**What is being asked:**
Please reproduce, word for word, the section of the passage on holding one's tongue that begins with the words containing "It’s not a new" and ends with "fire by Gehenna.".

**Source text:**
Holding your tongue is sometimes a "specific requirement of love."

Pope Francis’s apostolic exhortation Amoris Laetitia (The Joy of Love) stirred up some controversy on its publication almost six years ago. One extraordinary section, however, continues to be all but overlooked. In chapter 4, “Love in Marriage,” the Holy Father offers a moving exegesis of that popular wedding reading, St. Paul’s ode to love from 1 Corinthians.

It’s about more than marriage, though; it’s the sorely needed virtue of mercy in action. The love that St. Paul celebrates as the greatest and most enduring virtue is intended to be the pattern for every human relationship. That’s why Pope Francis’s reflections (in paragraphs 112-113 of Amoris Laetitia) on the phrase “[Love] bears all things” blew me away.

First, Paul says that love “bears all things” (panta stégei). This is about more than simply putting up with evil; it has to do with the use of the tongue. The verb can mean “holding one’s peace” about what may be wrong with another person. … In seeking to uphold God’s law we must never forget this specific requirement of love.

(AL #112)

According to Paul and to Francis, then, holding one’s peace is not just an optional nice thing to do but a “specific requirement of love”: Hold. Your. Tongue. Far more often than I want to admit, the merciful thing, the loving thing to do is to hush.

It’s not a new notion. The Letter of James pulls no punches about the destructive power of unmerciful speech among the first Christians.

Consider how small a fire can set a huge forest ablaze. The tongue is also a fire. It exists among our members as a world of malice, defiling the whole body and setting the entire course of our lives on fire, itself set on fire by Gehenna.

**Collected material:**
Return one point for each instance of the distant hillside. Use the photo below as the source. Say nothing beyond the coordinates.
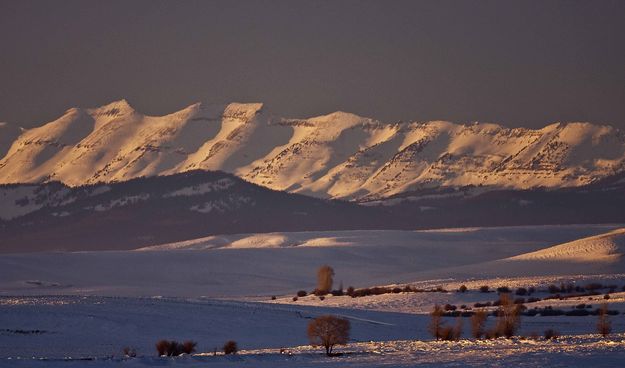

**Expected answer:**
It’s not a new notion. The Letter of James pulls no punches about the destructive power of unmerciful speech among the first Christians.

Consider how small a fire can set a huge forest ablaze. The tongue is also a fire. It exists among our members as a world of malice, defiling the whole body and setting the entire course of our lives on fire, itself set on fire by Gehenna.